● Short problem
Please copy out the House of Lords exchange on mortgage rates below in full, word for word.
+++ Selected extract
The noble Lord raised the issue of the effects of interest rate rises on home owners. Of course there are effects in that respect and we must consider them. However, even with the recent rate increases, it is right to point out that housing remains very affordable by historical standards. I remind the noble Lord that the average mortgage rate is now about 9 per cent., compared with over 15 per cent. at the peak in 1990. Moreover, the payment on a typical mortgage of £55,000 is £260 a month less than it was in 1990.

Baroness Ludford: My Lords, does the Minister accept that one of the ways of directly helping mortgage lenders to reduce interest rates would be to join the single currency? Indeed, even a declared intention to do so would probably have a fairly immediate effect in terms of bringing down interest rates and would be a direct financial help to all those with mortgages.

Baroness Hayman: My Lords, I congratulate the noble Baroness on her ingenuity in linking commitments on the single currency to a Question on repossessions by building societies. I believe that the Government's position on the single currency has been made very clear in this House and, indeed, in another place.
++++++
+++ Raw records
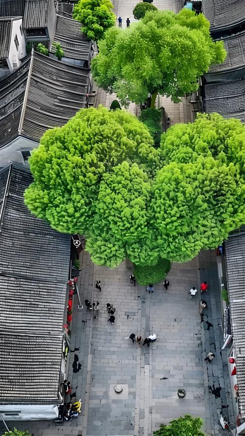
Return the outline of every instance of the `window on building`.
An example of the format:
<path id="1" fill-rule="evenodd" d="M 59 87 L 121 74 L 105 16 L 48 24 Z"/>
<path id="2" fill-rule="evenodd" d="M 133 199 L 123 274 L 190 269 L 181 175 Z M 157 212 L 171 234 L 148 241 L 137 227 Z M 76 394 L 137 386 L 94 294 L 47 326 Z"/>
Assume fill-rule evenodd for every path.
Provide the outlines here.
<path id="1" fill-rule="evenodd" d="M 22 154 L 22 157 L 24 160 L 24 162 L 28 162 L 28 158 L 30 156 L 30 150 L 21 150 L 21 153 Z"/>
<path id="2" fill-rule="evenodd" d="M 27 36 L 46 36 L 45 29 L 26 29 Z"/>
<path id="3" fill-rule="evenodd" d="M 19 44 L 19 41 L 18 40 L 18 38 L 17 38 L 17 35 L 15 35 L 15 46 L 16 47 L 16 50 L 18 50 L 18 49 L 19 49 L 19 46 L 20 44 Z"/>
<path id="4" fill-rule="evenodd" d="M 7 59 L 1 59 L 0 60 L 0 69 L 1 69 L 2 70 L 8 70 L 8 65 L 7 62 Z"/>

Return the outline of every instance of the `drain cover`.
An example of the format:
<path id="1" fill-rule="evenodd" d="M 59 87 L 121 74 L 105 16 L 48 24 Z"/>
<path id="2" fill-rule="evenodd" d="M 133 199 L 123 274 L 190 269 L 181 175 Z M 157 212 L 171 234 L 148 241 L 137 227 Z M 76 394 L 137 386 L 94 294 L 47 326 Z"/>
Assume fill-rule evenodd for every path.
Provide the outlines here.
<path id="1" fill-rule="evenodd" d="M 123 390 L 122 385 L 116 385 L 116 386 L 114 386 L 114 390 L 117 394 L 120 394 Z"/>

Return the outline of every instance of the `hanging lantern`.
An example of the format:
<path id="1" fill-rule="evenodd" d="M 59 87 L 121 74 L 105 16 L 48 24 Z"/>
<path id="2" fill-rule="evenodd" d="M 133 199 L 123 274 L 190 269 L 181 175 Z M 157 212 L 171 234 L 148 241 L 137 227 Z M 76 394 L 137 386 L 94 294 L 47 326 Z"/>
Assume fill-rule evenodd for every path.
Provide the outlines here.
<path id="1" fill-rule="evenodd" d="M 231 372 L 231 375 L 232 376 L 235 376 L 236 373 L 237 373 L 237 368 L 236 368 L 236 366 L 234 366 L 233 370 L 232 370 L 232 371 Z"/>

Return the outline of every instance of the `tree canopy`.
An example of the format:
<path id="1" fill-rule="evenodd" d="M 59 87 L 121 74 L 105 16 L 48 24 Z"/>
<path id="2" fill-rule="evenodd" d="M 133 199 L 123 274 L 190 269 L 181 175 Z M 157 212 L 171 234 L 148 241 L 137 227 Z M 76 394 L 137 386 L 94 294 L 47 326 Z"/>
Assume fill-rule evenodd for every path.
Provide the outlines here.
<path id="1" fill-rule="evenodd" d="M 175 125 L 155 149 L 125 110 L 81 109 L 33 151 L 25 202 L 84 234 L 98 265 L 187 261 L 245 222 L 245 126 L 218 114 Z"/>
<path id="2" fill-rule="evenodd" d="M 210 65 L 225 58 L 223 42 L 212 40 L 209 27 L 203 14 L 183 9 L 149 12 L 130 29 L 109 29 L 92 61 L 94 78 L 126 106 L 150 94 L 153 108 L 158 93 L 178 102 L 197 89 L 197 77 Z"/>
<path id="3" fill-rule="evenodd" d="M 152 145 L 147 128 L 124 110 L 81 109 L 48 130 L 32 153 L 26 204 L 59 231 L 89 235 L 104 175 L 124 161 L 153 173 L 159 159 Z"/>
<path id="4" fill-rule="evenodd" d="M 2 436 L 31 436 L 31 435 L 29 432 L 22 432 L 14 428 L 13 430 L 10 432 L 5 432 L 2 435 Z"/>
<path id="5" fill-rule="evenodd" d="M 79 0 L 74 6 L 73 18 L 83 25 L 83 33 L 90 39 L 98 41 L 115 25 L 113 8 L 110 0 Z"/>
<path id="6" fill-rule="evenodd" d="M 147 12 L 157 10 L 157 8 L 150 3 L 137 3 L 134 8 L 133 14 L 135 20 L 140 20 L 144 18 Z"/>
<path id="7" fill-rule="evenodd" d="M 204 436 L 201 431 L 203 424 L 201 418 L 193 418 L 190 415 L 173 419 L 169 425 L 162 424 L 160 429 L 153 432 L 153 436 Z"/>

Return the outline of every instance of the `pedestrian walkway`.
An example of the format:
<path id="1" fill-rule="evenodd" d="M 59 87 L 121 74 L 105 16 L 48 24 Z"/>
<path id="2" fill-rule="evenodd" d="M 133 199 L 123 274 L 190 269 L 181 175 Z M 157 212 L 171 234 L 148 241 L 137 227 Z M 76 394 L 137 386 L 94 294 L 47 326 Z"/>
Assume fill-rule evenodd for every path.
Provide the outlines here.
<path id="1" fill-rule="evenodd" d="M 137 22 L 133 15 L 134 7 L 139 2 L 137 0 L 115 0 L 114 2 L 114 13 L 117 16 L 116 25 L 118 26 L 118 17 L 122 19 L 122 28 L 126 27 L 126 20 L 127 18 L 130 20 L 130 26 L 134 22 Z M 154 5 L 159 10 L 169 10 L 177 13 L 183 6 L 182 0 L 154 0 Z M 96 102 L 96 107 L 102 104 L 105 107 L 110 108 L 113 100 L 118 100 L 115 93 L 110 94 L 102 89 L 98 89 Z M 170 98 L 166 96 L 159 96 L 156 101 L 156 107 L 160 109 L 164 107 L 166 117 L 170 120 L 170 125 L 176 123 L 188 123 L 193 121 L 192 106 L 188 98 L 183 97 L 180 103 L 173 103 Z M 130 113 L 138 116 L 140 114 L 139 106 L 134 103 L 130 103 L 127 110 Z"/>
<path id="2" fill-rule="evenodd" d="M 201 251 L 198 261 L 201 281 L 209 284 L 207 291 L 202 296 L 208 308 L 203 310 L 201 323 L 207 434 L 208 436 L 219 436 L 222 434 L 220 425 L 221 412 L 229 417 L 231 425 L 235 421 L 227 352 L 226 349 L 221 350 L 223 342 L 221 302 L 215 251 Z M 215 358 L 209 364 L 204 359 L 210 351 L 215 354 Z"/>

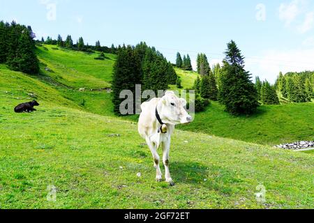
++++++
● Response below
The noble Lord raised the issue of the effects of interest rate rises on home owners. Of course there are effects in that respect and we must consider them. However, even with the recent rate increases, it is right to point out that housing remains very affordable by historical standards. I remind the noble Lord that the average mortgage rate is now about 9 per cent., compared with over 15 per cent. at the peak in 1990. Moreover, the payment on a typical mortgage of £55,000 is £260 a month less than it was in 1990.

Baroness Ludford: My Lords, does the Minister accept that one of the ways of directly helping mortgage lenders to reduce interest rates would be to join the single currency? Indeed, even a declared intention to do so would probably have a fairly immediate effect in terms of bringing down interest rates and would be a direct financial help to all those with mortgages.

Baroness Hayman: My Lords, I congratulate the noble Baroness on her ingenuity in linking commitments on the single currency to a Question on repossessions by building societies. I believe that the Government's position on the single currency has been made very clear in this House and, indeed, in another place.